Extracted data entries
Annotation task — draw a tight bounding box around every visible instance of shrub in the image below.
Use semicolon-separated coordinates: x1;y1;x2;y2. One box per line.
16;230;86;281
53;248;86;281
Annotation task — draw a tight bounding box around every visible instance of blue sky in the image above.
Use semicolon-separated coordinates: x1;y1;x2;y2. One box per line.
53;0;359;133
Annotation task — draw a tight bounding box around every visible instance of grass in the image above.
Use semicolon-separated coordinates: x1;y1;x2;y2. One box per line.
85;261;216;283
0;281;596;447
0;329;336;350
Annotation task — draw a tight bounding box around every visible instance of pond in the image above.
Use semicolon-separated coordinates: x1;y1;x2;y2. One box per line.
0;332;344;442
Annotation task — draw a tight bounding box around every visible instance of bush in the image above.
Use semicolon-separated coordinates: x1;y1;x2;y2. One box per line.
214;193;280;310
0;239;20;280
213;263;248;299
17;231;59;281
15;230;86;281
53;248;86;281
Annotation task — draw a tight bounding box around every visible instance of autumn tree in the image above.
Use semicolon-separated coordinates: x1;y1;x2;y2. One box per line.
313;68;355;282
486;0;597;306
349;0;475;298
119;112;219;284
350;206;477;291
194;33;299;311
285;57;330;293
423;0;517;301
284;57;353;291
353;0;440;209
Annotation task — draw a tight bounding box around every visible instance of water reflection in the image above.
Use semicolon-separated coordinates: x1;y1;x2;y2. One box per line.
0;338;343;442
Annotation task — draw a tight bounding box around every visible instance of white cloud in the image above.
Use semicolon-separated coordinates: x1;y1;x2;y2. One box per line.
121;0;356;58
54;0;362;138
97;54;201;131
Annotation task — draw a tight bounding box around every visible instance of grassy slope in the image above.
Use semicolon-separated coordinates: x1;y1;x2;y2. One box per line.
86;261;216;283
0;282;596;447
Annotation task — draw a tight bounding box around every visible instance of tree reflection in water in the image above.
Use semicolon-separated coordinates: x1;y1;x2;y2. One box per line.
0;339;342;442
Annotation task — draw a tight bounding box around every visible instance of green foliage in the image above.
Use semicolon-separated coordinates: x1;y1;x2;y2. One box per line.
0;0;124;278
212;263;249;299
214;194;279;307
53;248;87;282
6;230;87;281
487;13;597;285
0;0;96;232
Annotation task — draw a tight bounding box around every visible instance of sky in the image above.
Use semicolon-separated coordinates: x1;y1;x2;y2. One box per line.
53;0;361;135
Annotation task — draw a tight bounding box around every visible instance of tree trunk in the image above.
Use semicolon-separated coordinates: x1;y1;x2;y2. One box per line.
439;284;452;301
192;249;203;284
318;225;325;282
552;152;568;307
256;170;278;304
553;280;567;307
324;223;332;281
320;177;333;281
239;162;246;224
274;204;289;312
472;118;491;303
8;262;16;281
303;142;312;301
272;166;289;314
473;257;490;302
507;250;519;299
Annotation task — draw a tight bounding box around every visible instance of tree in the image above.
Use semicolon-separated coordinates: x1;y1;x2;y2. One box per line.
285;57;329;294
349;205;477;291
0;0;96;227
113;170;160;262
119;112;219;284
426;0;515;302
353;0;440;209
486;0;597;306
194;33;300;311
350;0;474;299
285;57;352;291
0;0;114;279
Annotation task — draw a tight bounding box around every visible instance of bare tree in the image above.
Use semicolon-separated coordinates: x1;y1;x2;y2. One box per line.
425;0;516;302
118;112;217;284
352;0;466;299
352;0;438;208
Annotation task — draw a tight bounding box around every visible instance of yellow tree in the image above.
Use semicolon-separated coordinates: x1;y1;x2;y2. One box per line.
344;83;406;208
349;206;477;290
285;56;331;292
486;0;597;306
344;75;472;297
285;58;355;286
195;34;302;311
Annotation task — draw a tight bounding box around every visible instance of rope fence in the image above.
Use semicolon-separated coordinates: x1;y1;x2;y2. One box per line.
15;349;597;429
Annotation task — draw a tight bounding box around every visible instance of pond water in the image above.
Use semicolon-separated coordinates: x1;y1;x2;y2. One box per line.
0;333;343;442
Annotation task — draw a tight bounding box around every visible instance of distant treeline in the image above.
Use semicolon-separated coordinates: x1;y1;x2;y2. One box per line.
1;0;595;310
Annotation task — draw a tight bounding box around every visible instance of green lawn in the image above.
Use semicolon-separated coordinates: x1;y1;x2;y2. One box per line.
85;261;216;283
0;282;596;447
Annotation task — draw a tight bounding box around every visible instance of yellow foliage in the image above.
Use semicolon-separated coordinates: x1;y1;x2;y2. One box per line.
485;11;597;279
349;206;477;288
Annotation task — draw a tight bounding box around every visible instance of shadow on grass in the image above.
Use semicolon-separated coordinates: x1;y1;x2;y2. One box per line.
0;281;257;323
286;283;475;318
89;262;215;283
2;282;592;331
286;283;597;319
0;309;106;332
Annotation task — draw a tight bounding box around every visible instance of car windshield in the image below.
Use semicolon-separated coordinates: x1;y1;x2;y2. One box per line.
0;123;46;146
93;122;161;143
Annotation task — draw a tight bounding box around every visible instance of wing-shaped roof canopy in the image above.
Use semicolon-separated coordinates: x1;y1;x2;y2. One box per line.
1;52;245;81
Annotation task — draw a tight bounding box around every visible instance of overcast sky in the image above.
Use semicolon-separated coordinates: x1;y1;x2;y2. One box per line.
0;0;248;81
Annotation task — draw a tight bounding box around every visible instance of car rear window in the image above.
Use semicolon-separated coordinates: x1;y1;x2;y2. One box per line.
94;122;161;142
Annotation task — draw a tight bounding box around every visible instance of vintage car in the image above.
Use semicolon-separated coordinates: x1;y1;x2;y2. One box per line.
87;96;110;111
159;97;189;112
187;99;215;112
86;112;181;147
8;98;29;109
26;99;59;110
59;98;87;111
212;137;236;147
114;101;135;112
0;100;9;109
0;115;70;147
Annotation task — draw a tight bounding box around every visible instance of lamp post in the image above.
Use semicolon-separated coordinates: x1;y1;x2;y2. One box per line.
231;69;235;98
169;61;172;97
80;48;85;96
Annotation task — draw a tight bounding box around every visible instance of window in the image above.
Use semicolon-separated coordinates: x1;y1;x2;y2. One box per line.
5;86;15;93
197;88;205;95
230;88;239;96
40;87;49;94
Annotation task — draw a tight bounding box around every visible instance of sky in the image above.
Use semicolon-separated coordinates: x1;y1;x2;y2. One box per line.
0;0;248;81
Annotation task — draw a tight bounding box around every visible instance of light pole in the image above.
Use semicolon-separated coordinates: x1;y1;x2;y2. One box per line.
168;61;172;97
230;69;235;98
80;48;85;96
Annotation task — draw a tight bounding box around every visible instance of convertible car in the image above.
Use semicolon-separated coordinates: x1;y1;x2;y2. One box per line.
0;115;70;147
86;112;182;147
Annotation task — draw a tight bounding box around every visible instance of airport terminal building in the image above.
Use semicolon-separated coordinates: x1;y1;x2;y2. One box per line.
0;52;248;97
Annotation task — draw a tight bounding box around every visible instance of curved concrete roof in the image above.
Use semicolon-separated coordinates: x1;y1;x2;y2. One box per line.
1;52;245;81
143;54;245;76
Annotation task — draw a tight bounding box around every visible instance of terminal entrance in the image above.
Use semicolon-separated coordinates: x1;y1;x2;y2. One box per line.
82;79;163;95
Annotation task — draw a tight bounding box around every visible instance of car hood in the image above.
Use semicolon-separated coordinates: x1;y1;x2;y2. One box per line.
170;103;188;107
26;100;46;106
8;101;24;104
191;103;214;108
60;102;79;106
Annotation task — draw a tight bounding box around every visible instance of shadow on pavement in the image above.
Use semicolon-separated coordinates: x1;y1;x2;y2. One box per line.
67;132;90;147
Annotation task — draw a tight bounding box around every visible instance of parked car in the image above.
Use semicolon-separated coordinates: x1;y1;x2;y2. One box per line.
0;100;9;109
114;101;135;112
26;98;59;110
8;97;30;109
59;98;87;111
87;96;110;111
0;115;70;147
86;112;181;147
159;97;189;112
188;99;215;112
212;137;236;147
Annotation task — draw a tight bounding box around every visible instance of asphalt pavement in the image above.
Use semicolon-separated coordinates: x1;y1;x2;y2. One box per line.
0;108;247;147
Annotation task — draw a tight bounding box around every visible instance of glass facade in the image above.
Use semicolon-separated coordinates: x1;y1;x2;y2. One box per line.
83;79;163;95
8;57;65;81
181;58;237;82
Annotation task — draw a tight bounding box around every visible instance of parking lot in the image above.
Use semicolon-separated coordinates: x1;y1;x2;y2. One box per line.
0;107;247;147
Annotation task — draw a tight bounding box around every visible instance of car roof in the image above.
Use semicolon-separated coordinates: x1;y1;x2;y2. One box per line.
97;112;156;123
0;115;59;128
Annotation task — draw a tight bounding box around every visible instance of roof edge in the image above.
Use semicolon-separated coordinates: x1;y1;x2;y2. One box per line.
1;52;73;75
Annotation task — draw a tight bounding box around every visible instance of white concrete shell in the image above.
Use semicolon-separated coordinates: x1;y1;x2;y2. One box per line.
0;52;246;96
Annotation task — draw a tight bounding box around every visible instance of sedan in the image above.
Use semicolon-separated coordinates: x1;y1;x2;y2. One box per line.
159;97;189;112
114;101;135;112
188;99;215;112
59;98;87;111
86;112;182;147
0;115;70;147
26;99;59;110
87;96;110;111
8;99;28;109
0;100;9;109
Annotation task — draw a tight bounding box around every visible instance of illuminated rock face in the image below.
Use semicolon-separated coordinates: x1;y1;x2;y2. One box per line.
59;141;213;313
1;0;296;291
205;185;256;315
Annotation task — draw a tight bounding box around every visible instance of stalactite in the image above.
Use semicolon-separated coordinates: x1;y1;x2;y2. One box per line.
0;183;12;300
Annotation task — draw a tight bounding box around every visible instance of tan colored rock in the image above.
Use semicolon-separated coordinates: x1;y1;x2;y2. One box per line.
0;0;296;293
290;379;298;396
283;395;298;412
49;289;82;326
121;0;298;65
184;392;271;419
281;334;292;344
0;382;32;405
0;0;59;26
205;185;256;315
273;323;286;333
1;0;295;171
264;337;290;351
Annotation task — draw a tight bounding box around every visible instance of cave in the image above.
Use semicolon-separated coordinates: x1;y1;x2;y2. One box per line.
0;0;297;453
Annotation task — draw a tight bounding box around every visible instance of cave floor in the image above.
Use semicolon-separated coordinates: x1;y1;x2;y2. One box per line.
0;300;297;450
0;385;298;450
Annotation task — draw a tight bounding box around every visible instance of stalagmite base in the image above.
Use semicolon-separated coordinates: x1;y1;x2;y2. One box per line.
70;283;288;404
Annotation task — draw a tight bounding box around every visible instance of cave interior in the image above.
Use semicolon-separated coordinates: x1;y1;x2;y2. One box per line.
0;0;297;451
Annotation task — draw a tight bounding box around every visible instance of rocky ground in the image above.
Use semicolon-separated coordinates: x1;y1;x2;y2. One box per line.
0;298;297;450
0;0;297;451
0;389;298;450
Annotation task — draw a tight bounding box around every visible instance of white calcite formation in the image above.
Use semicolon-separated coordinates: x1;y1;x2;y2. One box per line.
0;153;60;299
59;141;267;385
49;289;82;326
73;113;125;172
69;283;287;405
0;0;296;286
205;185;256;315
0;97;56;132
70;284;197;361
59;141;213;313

Directions:
Copy out every line in the records where the word "foliage" is found.

Exercise response:
Annotation task — draw a tight bounding box around every visible instance of green foliage in the image above.
Annotation task — draw a tight bounding box around every visible instance of yellow foliage in the image above.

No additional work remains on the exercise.